* Exercise a *
Retype the dataset rows below verbatim, leaving out any pictures.

── Text provided

On this Hanoi day trip, the magic stalactites and stalagmites are cool, but the boat ride along the river is what’s most memorable.
We had almost a week to spend in Hanoi, and while we loved staying in the bustling Old Quarter, with its streets named for the vendors that lined the road (marble gravestones, toys, silk flowers, tin pans and the like), we saw the sights in a couple of days. So we went down to the lobby of our hotel to look at the binder containing day trips.
An overnight excursion on a Chinese junk boat in the otherworldly Ha Long Bay had already been booked. We were looking for an adventure we could go to and return the same day.
It didn’t take long to decide upon the Perfume Pagoda.
Located about 37 miles southwest of Hanoi are a collection of Buddhist shrines that are built into the caves at the foot of Huong Tich Mountain, which gets translated somewhat awkwardly as the Mountain of the Fragrant Traces. Perhaps that’s where the “perfume” in this pagoda comes from.
Getting to the Perfume Pagoda is all part of the fun. We hopped into a van that picked us up at our hotel, then drove a couple of hours to a town called My Duc.
“Duc means ‘good’ in Vietnamese,” our tour guide told us, pronouncing the word like “duke.”
“His name is Duke!” I exclaimed, pointing next to me. “And it makes sense, ’cause he’s good. And he’s My Duke.”
We walked down to the Yen River. Small turtles slowly paddled their stumpy legs in a bucket by the water’s edge. A local told us that we could “buy” a turtle, make a wish and then set it free into the river. (“I’m sure they scoop them right back up to sell again,” said the cynical side of me.)
The truly amazing part of the journey are the women from the village who row you to the site. We climbed aboard a narrow metal boat that looked a bit like a larger-than-usual canoe that’s been folded out to be wider. They’re painted an array of colors: bright yellow, dark red, light blue. We sat facing a woman in a large-brimmed conical hat with a handkerchief tied over her nose and mouth. She rowed, steadily and strongly, for about 45 minutes. We were in awe.
The scenery’s not too shabby, either: The silhouettes of the mountain look like a watercolor painting of various shades of blue, rising above the lush green along the banks of the Yen. Here and there you’ll spot a rice field, a lotus, a lilypad, a shrine perched atop a craggy green karst limestone outcropping. The serenity of the landscape and the rhythmic rowing almost puts you in a hypnotic trance.
There were five of us in our boat: our rowing powerhouse, me, Duke, our traveling companion Vanessa, and a sweet girl named Inéz from Peru.

────
── Information supplied

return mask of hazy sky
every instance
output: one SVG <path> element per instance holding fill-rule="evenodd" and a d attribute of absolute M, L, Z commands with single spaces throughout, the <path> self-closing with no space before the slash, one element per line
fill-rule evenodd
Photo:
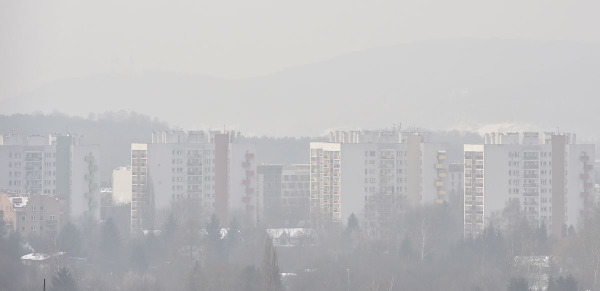
<path fill-rule="evenodd" d="M 599 8 L 593 1 L 4 1 L 0 99 L 110 71 L 244 78 L 415 40 L 596 41 Z"/>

────

* Exercise b *
List each thing that the Perfume Pagoda account above says you will spot here and there along the Yen River.

* Solution a *
return mask of hazy sky
every instance
output: one SVG <path> element per instance holding fill-rule="evenodd" and a d attribute of absolute M, L, Z commands with single spaces throughout, the <path> self-closing with no space before the slash, one element per line
fill-rule evenodd
Photo:
<path fill-rule="evenodd" d="M 599 8 L 593 1 L 4 1 L 0 99 L 110 71 L 244 78 L 415 40 L 596 41 Z"/>

* Solution b *
- a rice field
- a lotus
- a lilypad
- a shrine perched atop a craggy green karst limestone outcropping